▶ _Kutipan Sumber_
◇ ◇ ◇ ◇ ◇ ◇ ◇
Kepada Dee,
Bagaimanakah kabarnya, mbak Dee? Semoga selalu dalam rahmat kasihNya. Amin. Novel pertama mbak adalah Perahu Kertas. Mengapa? Karena pada awalnya, saya bukanlah orang yang gemar membaca novel; bisa dibilang anti-novel. Karena dulu saya menganggap novel merupakan buku yang menakutkan. Novel merupakan benda yang berisi tulisan panjang, dan celakanya lagi tak ada ilustrasi di dalamnya. Benar-benar menjadi momok buat saya. Namun demikian saya tetap hobi membaca dan menulis cerpen serta puisi sedari SD.
Dan sampai akhirnya ketika mencari-cari buku referensi untuk mata kuliah nirmana di salah satu toko buku ternama, saya melintasi deretan novel. Banyak sekali novel-novel di sana, mbak. Tapi mata saya langsung terpikat pada tampilan kover Perahu Kertas. Desainnya yang unik dengan warna latar hijau membuat saya ingin menyentuhnya. Lalu saya baca sinopsisnya, dan pada dua baris terakhir saya mulai penasaran: Akankah dongeng dan lukisan itu bersatu? Akankah hati dan impian mereka bertemu? Saya merasa ada sebuah “misteri” yang harus saya kuak. Sayangnya, pada waktu itu tujuan utama saya adalah membeli buku refrensi mata kuliah nirmana. Jadi, saya meletakkannya kembali ke tempat semula. Lagipula uang saya hari itu habis untuk membeli buku yang saya cari. Dalam hati saya berkata,” besok aku harus balik lagi buat beli Perahu Kertas.”
Keesokannya, seusai kuliah, saya menyempatkan mampir kembali ke toko yang sama untuk misi membeli Perahu Kertas. Dengan langkah senang saya menyambangi tempat Perahu Kertas berada. Namun na’as buat saya hari itu. Harapan saya pupus ketika harus menerima kenyataan bahwa tak ada satu pun Perahu Kertas di tempat itu. Kata pekerja di sana, telah habis terjual dan entah kapan akan dikirim lagi. Untuk kedua kalinya saya pulang tanpa Perahu Kertas di tangan saya.
Hari-hari berikutnya, saya mencoba mendatangi cabang-cabang toko buku tersebut di berbagai tempat, mulai dari Cinere, Cilandak, dan Pejaten. Tapi tetap saja nihil hasilnya, mbak. Saya sempat putus asa dan tak berpengharapan untuk bisa memiliki Perahu Kertas selamanya.
◇ ◇ ◇ ◇ ◇ ◇ ◇
▶ _Materi yang Diberikan_
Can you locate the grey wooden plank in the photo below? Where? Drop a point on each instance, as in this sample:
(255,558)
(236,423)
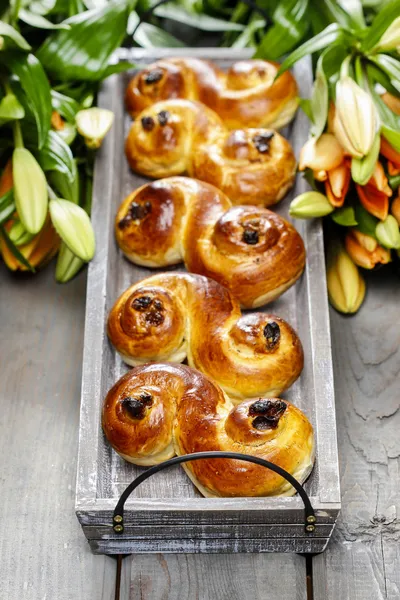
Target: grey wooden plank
(217,577)
(363,559)
(43,552)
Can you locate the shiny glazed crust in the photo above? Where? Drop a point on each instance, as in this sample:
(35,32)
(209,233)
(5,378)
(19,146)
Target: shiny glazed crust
(244,96)
(172,137)
(173,316)
(159,410)
(253,252)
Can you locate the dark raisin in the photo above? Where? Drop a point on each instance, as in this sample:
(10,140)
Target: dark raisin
(124,222)
(163,117)
(250,236)
(148,123)
(136,408)
(267,413)
(262,140)
(272,334)
(139,211)
(154,318)
(142,303)
(153,76)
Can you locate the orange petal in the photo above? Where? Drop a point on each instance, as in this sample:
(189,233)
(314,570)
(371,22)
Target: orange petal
(379,180)
(375,202)
(389,152)
(337,185)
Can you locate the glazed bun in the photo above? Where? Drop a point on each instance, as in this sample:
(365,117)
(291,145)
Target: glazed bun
(174,316)
(246,96)
(159,410)
(253,252)
(252,166)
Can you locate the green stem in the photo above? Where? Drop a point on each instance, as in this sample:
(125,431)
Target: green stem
(18,140)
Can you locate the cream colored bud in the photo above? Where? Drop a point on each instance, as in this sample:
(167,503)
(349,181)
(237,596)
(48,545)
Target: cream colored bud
(73,226)
(356,119)
(309,205)
(93,124)
(390,40)
(346,286)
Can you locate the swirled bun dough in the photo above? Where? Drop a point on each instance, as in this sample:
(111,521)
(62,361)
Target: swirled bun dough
(173,137)
(159,410)
(253,252)
(247,95)
(174,316)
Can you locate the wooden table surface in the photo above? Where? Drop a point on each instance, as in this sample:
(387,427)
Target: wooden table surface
(44,555)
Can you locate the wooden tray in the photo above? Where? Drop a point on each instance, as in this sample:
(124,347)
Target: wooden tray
(167,514)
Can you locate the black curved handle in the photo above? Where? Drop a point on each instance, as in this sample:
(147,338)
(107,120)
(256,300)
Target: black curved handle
(309,515)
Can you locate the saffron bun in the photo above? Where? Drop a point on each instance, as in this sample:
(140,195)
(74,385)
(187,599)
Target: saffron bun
(247,95)
(172,137)
(250,250)
(176,316)
(158,410)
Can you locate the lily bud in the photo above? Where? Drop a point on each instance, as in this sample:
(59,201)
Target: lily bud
(322,154)
(74,227)
(346,286)
(356,119)
(364,250)
(390,40)
(309,205)
(30,190)
(67,265)
(388,233)
(93,124)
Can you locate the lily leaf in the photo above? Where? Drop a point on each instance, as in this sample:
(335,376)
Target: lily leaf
(196,20)
(83,52)
(13,38)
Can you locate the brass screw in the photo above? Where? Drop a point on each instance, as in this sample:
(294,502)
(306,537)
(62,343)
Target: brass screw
(311,519)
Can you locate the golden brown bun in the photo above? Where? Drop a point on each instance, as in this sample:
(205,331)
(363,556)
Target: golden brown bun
(173,316)
(252,166)
(253,252)
(245,96)
(158,410)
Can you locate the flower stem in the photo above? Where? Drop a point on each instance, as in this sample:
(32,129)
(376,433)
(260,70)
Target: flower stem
(18,140)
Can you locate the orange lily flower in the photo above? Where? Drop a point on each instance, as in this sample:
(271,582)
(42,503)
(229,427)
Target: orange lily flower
(364,250)
(374,196)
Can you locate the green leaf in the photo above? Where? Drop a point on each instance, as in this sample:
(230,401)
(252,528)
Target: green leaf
(68,265)
(14,250)
(290,26)
(10,109)
(13,38)
(197,20)
(332,34)
(150,36)
(391,66)
(74,227)
(66,106)
(83,52)
(363,168)
(36,88)
(345,216)
(319,100)
(7,206)
(35,20)
(381,22)
(366,222)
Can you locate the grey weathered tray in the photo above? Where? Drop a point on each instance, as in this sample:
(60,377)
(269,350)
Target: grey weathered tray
(167,514)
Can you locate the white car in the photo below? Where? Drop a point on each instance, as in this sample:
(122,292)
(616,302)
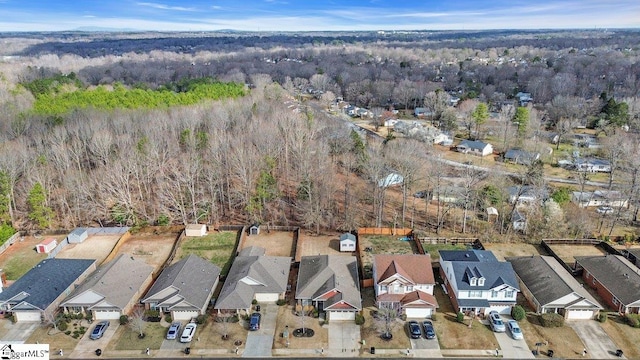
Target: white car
(515,330)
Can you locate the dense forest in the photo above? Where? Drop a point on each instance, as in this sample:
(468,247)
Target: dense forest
(245,154)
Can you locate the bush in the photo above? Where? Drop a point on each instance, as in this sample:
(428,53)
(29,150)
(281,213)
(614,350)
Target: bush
(551,320)
(518,313)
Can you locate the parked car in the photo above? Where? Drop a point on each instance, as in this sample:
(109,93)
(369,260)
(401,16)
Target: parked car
(414,329)
(188,332)
(254,322)
(514,329)
(173,331)
(604,210)
(429,331)
(99,330)
(496,322)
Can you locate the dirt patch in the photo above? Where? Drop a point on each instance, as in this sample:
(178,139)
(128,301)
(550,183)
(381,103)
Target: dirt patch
(568,252)
(276,243)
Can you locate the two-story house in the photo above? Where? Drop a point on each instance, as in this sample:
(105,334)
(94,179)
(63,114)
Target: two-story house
(477,282)
(405,283)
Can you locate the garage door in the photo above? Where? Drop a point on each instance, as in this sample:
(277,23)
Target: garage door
(29,316)
(341,315)
(418,313)
(267,297)
(184,315)
(579,314)
(106,315)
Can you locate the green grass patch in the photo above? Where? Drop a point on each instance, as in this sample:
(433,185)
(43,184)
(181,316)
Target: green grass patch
(216,247)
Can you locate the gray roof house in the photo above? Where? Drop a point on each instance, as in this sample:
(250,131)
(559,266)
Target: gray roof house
(477,282)
(253,276)
(112,290)
(184,289)
(38,293)
(549,287)
(330,284)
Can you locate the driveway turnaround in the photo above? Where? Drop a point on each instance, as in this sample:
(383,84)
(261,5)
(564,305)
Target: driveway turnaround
(260,342)
(598,344)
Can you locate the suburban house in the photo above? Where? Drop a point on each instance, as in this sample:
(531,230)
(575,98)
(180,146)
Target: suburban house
(475,147)
(592,165)
(184,289)
(599,198)
(550,288)
(347,242)
(330,284)
(477,282)
(38,293)
(615,279)
(405,283)
(253,276)
(522,157)
(112,290)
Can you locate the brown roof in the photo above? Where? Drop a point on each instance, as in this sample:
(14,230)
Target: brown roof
(416,268)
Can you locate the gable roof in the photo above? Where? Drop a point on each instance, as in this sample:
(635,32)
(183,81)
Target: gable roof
(115,283)
(41,285)
(191,281)
(547,280)
(415,268)
(615,273)
(332,275)
(253,274)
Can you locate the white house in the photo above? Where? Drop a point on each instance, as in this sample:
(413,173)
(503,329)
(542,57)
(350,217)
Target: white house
(477,282)
(475,147)
(405,283)
(347,242)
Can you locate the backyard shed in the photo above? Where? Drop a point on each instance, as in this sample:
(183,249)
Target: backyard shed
(78,235)
(196,230)
(46,246)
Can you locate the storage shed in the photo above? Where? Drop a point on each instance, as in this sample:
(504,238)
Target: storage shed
(78,235)
(196,230)
(46,246)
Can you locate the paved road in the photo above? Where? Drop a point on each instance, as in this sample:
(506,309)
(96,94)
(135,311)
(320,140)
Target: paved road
(598,344)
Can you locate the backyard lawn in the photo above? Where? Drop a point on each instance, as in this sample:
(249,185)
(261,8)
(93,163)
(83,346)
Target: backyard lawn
(216,247)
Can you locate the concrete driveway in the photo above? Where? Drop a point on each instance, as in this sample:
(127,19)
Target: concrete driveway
(598,344)
(260,342)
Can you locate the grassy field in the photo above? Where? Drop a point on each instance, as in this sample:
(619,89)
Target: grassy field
(217,247)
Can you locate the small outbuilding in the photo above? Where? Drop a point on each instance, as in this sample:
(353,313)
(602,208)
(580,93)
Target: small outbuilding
(46,246)
(78,235)
(347,242)
(195,230)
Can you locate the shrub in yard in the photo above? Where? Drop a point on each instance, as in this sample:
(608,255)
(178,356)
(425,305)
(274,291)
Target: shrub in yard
(518,313)
(551,320)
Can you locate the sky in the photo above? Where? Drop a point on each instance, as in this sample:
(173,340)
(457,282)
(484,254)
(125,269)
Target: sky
(315,15)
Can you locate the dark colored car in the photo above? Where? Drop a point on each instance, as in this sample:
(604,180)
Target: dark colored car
(414,329)
(429,331)
(99,330)
(254,321)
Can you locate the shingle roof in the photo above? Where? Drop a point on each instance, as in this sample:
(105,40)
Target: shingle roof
(250,275)
(547,280)
(191,279)
(117,282)
(415,268)
(41,285)
(322,274)
(615,273)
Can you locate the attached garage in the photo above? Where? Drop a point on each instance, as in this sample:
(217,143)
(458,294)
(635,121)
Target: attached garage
(267,297)
(341,315)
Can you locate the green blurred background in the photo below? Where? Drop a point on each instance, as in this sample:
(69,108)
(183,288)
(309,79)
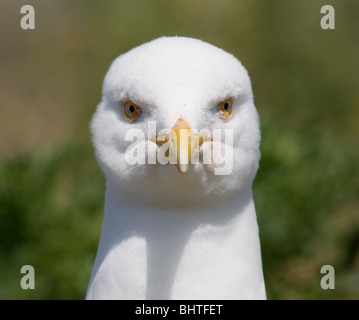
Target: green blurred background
(305,82)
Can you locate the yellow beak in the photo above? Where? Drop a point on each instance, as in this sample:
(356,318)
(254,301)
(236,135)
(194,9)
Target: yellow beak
(182,142)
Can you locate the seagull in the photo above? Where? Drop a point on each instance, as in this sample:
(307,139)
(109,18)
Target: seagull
(177,137)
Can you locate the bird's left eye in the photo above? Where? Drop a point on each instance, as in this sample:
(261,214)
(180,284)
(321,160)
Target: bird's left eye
(225,107)
(132,110)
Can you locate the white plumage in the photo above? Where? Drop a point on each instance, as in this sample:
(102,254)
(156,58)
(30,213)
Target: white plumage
(177,232)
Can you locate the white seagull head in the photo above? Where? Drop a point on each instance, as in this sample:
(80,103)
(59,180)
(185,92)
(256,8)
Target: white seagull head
(177,124)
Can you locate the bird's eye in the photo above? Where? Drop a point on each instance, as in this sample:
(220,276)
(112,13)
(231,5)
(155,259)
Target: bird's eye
(132,110)
(225,108)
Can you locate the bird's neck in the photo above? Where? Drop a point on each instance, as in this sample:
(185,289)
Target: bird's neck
(184,249)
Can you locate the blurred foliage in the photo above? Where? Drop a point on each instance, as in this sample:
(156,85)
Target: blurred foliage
(305,86)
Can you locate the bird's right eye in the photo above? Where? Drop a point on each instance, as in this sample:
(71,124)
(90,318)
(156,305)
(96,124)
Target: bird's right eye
(132,110)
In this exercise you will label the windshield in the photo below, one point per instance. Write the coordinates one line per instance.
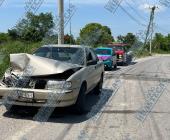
(103, 52)
(65, 54)
(118, 48)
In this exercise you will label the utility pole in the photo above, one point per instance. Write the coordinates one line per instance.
(150, 28)
(61, 21)
(70, 20)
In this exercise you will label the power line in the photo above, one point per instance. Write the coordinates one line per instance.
(135, 11)
(132, 17)
(1, 2)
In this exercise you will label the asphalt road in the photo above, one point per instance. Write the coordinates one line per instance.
◇ ◇ ◇ ◇ ◇ ◇ ◇
▶ _Tantangan_
• A. Tuliskan ulang bagian surat untuk Dee yang diawali "Hari-hari berikutnya, saya" dan berlanjut hingga "Perahu Kertas selamanya.".
• B. Apakah setiap pernyataan ini sesuai dengan surat untuk Dee? Jawab ya atau tidak, lalu kutip persis kata-kata surat yang menentukan jawabannya.
(i) Penulis surat langsung membeli Perahu Kertas pada hari pertama melihatnya di toko buku.
(ii) Kover Perahu Kertas memiliki warna latar hijau.
(iii) Penulis mendatangi cabang toko buku di Cinere, Cilandak, dan Pejaten.
• C. Teruskan surat untuk Dee mulai dari kalimat terakhirnya.
Materi itu tidak diperlukan.

▶ _Hasil Tiap Tugas_
• A.
Hari-hari berikutnya, saya mencoba mendatangi cabang-cabang toko buku tersebut di berbagai tempat, mulai dari Cinere, Cilandak, dan Pejaten. Tapi tetap saja nihil hasilnya, mbak. Saya sempat putus asa dan tak berpengharapan untuk bisa memiliki Perahu Kertas selamanya.

• B.
(i) Tidak: "Jadi, saya meletakkannya kembali ke tempat semula."
(ii) Ya: "Desainnya yang unik dengan warna latar hijau membuat saya ingin menyentuhnya."
(iii) Ya: "saya mencoba mendatangi cabang-cabang toko buku tersebut di berbagai tempat, mulai dari Cinere, Cilandak, dan Pejaten."

• C.
Setelahnya seminggu sekali saya secara rutin keluar-masuk toko buku yang ada di Depok. Dan hal itu terjadi lebih dari sebulan, mbak. Sampai akhirnya saya mendapatkan juga sebuah Perahu Kertas. Novel tersebut saya baca setiap ada waktu senggang, dan berhasil dibabat habis dalam 4 hari saja. Ceritanya yang ringan, namun penuh makna di dalamnya membayar sudah perjuangan saya sebelumnya.
Misteri “Akankah dongeng dan lukisan itu bersatu? Akankah hati dan impian mereka bertemu? “ terjawab sudah ketika membaca Perahu Kertas secara keseluruhan. Dengan perbedaan yang keduanya miliki ternyata dapat dipersatukan oleh cinta. Dan keduanya menjadi satu perbaduan yang membuat kesempurnaan dalam hidup. Sama seperti dalam kehidupan nyata, ketika kita menerima kekurangan seseorang dengan kelebihan yang ia punya, maka orang tersebut pun kiranya akan melakukan hal yang sama. Dan pernyataan “hati dipilih, bukan memilih” mengubah persepsi saya tentang cinta. Kalau boleh saya tahu, inspirasi Perahu Kertas datang dari mana mbak?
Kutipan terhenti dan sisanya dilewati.